===== Excerpted records =====
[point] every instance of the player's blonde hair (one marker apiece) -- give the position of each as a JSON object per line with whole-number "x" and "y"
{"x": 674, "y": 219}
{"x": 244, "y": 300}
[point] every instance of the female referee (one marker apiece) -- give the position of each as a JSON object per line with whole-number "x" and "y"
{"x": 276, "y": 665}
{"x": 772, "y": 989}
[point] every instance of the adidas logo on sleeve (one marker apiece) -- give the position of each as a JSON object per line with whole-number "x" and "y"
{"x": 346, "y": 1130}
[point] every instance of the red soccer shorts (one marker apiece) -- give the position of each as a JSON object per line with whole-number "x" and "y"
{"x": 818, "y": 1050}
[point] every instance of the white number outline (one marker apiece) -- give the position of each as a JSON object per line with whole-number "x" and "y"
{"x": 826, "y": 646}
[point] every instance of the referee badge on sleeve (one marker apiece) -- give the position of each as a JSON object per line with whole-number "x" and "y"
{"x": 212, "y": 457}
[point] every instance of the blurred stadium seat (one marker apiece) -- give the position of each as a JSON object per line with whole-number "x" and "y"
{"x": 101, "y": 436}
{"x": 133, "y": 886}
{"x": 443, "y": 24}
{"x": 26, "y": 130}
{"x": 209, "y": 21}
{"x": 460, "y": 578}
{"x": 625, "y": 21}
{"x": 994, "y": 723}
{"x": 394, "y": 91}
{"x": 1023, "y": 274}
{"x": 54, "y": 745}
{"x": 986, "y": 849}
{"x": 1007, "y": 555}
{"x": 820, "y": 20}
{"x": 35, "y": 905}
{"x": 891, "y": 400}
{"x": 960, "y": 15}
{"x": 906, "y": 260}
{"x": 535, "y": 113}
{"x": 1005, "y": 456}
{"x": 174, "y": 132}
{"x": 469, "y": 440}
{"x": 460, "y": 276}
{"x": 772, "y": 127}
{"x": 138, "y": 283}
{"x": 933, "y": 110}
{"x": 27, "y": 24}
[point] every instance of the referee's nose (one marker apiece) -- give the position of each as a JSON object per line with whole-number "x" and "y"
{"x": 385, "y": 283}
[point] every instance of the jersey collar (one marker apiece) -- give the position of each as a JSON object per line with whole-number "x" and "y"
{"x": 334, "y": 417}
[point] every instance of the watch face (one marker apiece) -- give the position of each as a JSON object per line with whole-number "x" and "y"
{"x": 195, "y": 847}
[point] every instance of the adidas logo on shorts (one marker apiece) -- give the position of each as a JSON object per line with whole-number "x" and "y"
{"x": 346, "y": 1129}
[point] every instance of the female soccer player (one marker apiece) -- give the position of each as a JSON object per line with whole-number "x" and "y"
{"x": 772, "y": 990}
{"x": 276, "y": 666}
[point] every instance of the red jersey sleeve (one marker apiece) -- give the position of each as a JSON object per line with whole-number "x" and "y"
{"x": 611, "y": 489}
=====
Quote all of the records above verbatim, from the first line to the last.

Answer to this exercise
[point] every instance of the player's blonde hair (one marker apiece) -- give the position of each as a JSON object per line with whole-number "x" and "y"
{"x": 674, "y": 219}
{"x": 244, "y": 300}
[point] every instance of the female referee (one marker apiece) -- give the position of each as a JSON object per line with whole-number "x" and "y"
{"x": 276, "y": 665}
{"x": 772, "y": 989}
[point] every instance of the adidas logo on sleeve (one marker apiece) -- give the position of each as a JSON object per line with whole-number "x" and "y"
{"x": 346, "y": 1130}
[point] every instance of the red soccer shorts (one marker apiece) -- give the position of each as a JSON object per line with whole-number "x" and "y"
{"x": 818, "y": 1050}
[point] every instance of the white number outline (one marker apiece) -- give the position of each as a JSON object per line with whole-number "x" and "y"
{"x": 826, "y": 646}
[point] every instance of the referee badge on sleeve (one marker apiece) -- give the position of each as a JSON object per line with whole-number "x" and "y"
{"x": 212, "y": 457}
[point] every instance of the blurred stadium seat (one marker apiece) -- give the position of each as a JSON object per line with whole-number "x" and "y"
{"x": 101, "y": 436}
{"x": 133, "y": 886}
{"x": 443, "y": 24}
{"x": 26, "y": 130}
{"x": 209, "y": 21}
{"x": 460, "y": 578}
{"x": 625, "y": 21}
{"x": 994, "y": 723}
{"x": 394, "y": 91}
{"x": 1023, "y": 274}
{"x": 54, "y": 745}
{"x": 986, "y": 849}
{"x": 1007, "y": 555}
{"x": 820, "y": 20}
{"x": 35, "y": 905}
{"x": 891, "y": 400}
{"x": 960, "y": 15}
{"x": 906, "y": 260}
{"x": 535, "y": 113}
{"x": 1005, "y": 456}
{"x": 174, "y": 132}
{"x": 469, "y": 440}
{"x": 460, "y": 276}
{"x": 772, "y": 127}
{"x": 138, "y": 283}
{"x": 933, "y": 110}
{"x": 27, "y": 24}
[point] every instance of the referee's nose (one marker apiece) -- give the position of each as a JSON object per line with whole-number "x" and "y"
{"x": 385, "y": 283}
[point] every instance of the jersey collar (one marker apiece) -- give the position of each as a JSON object per line with whole-number "x" and "y"
{"x": 334, "y": 417}
[point] every instance of the watch face (one marker apiece) -- give the position of each as a JSON object per line with whole-number "x" and "y"
{"x": 195, "y": 847}
[point] every instance of the adidas logo on shorts (one marker apiece) -- give the position of each as a JSON object per line with whole-number "x" and "y"
{"x": 346, "y": 1129}
[point] every instance of the female soccer player (one marker apiece) -- give the position of each as a JSON object per line with whole-number "x" and "y"
{"x": 772, "y": 990}
{"x": 276, "y": 666}
[point] every instance of the red jersey sleeve (one marker apiece) -- give the position of each as a JSON object per line with whole-number "x" and "y"
{"x": 611, "y": 489}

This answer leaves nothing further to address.